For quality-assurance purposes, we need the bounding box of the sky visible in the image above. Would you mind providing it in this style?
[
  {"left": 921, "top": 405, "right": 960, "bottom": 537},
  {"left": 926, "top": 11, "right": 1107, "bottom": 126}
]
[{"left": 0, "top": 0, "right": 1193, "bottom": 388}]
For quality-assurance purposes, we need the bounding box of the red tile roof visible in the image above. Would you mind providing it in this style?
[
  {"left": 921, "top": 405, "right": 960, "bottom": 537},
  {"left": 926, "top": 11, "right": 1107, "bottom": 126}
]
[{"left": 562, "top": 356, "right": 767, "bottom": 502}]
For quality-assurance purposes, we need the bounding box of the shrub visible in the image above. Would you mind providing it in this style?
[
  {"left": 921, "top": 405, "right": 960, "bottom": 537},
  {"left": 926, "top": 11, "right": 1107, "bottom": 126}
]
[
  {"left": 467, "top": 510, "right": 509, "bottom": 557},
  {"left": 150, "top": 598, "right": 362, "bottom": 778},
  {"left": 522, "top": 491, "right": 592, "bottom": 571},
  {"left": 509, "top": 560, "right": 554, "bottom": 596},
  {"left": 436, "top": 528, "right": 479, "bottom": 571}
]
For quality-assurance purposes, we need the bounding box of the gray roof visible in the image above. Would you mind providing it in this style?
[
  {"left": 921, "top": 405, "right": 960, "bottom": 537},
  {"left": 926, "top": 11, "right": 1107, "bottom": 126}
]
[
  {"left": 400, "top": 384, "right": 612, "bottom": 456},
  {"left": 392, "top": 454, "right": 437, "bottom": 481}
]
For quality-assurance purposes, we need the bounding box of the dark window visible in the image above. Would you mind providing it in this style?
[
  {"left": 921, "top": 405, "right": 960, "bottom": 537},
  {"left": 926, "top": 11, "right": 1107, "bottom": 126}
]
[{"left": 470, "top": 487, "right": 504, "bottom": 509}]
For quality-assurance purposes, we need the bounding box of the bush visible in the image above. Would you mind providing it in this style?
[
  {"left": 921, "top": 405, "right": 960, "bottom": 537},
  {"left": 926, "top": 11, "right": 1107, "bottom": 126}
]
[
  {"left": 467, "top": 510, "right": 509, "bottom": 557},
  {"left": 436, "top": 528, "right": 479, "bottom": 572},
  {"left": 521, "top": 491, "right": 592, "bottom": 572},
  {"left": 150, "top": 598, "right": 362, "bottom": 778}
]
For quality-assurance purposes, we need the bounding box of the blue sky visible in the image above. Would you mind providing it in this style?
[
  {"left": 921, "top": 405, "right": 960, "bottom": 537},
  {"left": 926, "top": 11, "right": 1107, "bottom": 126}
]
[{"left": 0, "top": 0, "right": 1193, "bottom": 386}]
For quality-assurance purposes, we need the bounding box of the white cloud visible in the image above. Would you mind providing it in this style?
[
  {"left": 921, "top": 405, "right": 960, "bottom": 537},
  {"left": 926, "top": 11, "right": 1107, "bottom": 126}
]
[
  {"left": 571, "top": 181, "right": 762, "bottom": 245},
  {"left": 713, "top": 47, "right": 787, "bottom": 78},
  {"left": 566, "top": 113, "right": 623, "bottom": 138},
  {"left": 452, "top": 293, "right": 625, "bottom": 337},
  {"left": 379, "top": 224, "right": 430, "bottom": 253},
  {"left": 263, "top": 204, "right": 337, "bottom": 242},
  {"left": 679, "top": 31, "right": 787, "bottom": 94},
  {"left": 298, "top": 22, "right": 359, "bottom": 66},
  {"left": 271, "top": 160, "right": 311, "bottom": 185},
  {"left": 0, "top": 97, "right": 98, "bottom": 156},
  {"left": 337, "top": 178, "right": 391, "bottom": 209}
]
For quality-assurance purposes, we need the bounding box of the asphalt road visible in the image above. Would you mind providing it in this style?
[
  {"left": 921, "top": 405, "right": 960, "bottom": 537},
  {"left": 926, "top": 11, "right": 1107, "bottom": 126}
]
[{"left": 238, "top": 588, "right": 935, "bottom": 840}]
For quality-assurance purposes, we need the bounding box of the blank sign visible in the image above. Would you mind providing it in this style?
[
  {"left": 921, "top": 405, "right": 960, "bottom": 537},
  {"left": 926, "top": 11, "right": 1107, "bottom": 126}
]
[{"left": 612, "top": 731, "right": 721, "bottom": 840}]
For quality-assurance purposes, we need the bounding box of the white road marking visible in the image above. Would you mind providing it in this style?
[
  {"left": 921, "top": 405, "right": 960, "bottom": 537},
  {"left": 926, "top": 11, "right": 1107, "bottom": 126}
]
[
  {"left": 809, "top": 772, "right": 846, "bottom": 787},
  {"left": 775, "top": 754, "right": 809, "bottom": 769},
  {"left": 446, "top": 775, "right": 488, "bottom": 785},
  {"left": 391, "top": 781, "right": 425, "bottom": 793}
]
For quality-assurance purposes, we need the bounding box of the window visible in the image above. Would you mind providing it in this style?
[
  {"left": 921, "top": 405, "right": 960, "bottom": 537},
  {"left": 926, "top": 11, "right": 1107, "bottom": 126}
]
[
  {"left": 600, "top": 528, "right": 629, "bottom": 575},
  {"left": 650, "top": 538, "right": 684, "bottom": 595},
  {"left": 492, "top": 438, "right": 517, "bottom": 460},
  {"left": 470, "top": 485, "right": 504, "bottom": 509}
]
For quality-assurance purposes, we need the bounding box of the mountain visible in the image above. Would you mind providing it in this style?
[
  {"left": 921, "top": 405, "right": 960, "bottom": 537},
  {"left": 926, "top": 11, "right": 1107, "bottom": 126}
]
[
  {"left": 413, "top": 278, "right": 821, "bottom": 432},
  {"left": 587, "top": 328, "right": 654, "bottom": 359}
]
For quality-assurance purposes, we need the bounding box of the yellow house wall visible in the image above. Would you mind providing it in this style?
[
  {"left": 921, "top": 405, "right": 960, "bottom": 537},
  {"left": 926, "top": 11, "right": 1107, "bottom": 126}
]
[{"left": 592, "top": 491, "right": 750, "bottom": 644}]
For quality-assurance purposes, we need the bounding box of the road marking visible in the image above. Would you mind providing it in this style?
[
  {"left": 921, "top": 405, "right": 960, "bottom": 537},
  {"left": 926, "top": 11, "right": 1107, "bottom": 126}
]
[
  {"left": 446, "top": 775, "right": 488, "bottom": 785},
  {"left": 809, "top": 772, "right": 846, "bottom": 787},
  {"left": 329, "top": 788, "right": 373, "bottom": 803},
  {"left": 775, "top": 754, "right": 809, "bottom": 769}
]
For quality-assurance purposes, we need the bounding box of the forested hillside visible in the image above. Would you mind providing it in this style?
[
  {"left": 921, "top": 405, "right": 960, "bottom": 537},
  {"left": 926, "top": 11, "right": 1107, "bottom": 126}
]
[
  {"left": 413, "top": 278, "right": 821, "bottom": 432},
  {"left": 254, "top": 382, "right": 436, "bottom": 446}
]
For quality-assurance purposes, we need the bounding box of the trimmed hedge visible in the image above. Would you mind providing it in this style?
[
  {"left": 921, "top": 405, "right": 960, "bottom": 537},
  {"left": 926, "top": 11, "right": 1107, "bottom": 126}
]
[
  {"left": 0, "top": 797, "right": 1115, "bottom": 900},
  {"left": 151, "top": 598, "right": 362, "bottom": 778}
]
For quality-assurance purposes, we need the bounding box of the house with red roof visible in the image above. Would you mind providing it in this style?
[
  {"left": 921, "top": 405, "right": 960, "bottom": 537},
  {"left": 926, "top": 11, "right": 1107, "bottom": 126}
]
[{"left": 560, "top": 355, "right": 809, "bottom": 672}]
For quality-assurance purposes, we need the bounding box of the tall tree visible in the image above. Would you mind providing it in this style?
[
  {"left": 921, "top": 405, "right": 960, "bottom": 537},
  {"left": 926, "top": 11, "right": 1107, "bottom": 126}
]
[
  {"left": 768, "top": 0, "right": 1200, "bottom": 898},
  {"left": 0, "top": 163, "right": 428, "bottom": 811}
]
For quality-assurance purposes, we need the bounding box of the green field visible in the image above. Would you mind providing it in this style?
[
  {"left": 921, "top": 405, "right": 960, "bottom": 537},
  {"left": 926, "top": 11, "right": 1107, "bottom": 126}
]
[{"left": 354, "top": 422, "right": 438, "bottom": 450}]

+++

• _Your task_:
Can you quote exactly the lines from the one containing "of the house" through the last line of the records above, and nothing else?

• _Answer to this problem_:
For quality-assurance purposes, we need the bounding box of the house with red roof visible in the image above. Would you mind providing it in this style?
[
  {"left": 921, "top": 405, "right": 960, "bottom": 537},
  {"left": 926, "top": 11, "right": 1107, "bottom": 126}
]
[{"left": 560, "top": 355, "right": 809, "bottom": 672}]
For quality-assurance purposes, we need the bounding box of the tall tree visible in the image above. Would you mind providing it in this style?
[
  {"left": 921, "top": 405, "right": 960, "bottom": 537},
  {"left": 926, "top": 11, "right": 1107, "bottom": 126}
]
[
  {"left": 768, "top": 0, "right": 1200, "bottom": 898},
  {"left": 0, "top": 163, "right": 428, "bottom": 811}
]
For quality-assurance purposes, we need the bounding box of the green field visible in the image above. Would you mind providing it in this style?
[
  {"left": 921, "top": 405, "right": 960, "bottom": 537},
  {"left": 926, "top": 11, "right": 1107, "bottom": 126}
]
[{"left": 354, "top": 422, "right": 438, "bottom": 450}]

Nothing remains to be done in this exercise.